== Data for processing ==
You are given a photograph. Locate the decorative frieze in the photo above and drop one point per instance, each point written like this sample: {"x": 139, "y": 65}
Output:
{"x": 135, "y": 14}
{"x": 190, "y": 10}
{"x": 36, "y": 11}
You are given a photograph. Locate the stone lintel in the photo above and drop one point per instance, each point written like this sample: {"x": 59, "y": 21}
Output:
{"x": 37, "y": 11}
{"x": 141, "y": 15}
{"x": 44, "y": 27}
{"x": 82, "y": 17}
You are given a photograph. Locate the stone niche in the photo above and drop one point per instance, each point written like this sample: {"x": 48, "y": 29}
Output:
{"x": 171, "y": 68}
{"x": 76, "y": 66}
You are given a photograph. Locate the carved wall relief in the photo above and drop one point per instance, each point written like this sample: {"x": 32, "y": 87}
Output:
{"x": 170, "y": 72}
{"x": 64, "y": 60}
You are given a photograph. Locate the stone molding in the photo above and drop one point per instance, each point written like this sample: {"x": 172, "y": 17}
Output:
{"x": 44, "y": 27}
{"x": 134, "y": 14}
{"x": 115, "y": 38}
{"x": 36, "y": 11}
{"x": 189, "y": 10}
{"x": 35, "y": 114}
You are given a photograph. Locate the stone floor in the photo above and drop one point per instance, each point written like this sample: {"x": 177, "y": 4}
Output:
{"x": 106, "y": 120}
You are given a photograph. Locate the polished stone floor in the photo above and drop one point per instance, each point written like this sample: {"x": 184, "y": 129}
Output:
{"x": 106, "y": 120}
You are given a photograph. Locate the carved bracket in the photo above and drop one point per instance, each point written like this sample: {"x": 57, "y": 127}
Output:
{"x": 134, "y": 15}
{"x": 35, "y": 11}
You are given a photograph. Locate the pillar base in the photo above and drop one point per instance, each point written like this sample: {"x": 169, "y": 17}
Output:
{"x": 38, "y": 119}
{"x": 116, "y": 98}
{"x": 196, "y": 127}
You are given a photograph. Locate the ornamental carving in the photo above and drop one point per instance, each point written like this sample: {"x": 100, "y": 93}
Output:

== Requirement ==
Please scale everything from the row containing "You are given a photograph. Locate the carved bracket" down to the final row above, both included. Reproduce every line, requests included, but multiply each answer coordinate by 1.3 and round it to a whole number with halves rounded up, leaving the numbers in the requests and their format samples unchanged.

== In response ==
You are given a photograph. Locate the carved bracket in the photo above and drop one point per instance, each point written like this sample: {"x": 57, "y": 127}
Output:
{"x": 174, "y": 20}
{"x": 46, "y": 14}
You are given a photograph. Locate the pillar base in the photo above and drop one point per instance, each point written like this sample: {"x": 169, "y": 17}
Output:
{"x": 49, "y": 155}
{"x": 151, "y": 127}
{"x": 255, "y": 165}
You are given a photograph. Locate the ornamental carving in the photo above and drop one point per instance, each point written like this sample: {"x": 100, "y": 93}
Output:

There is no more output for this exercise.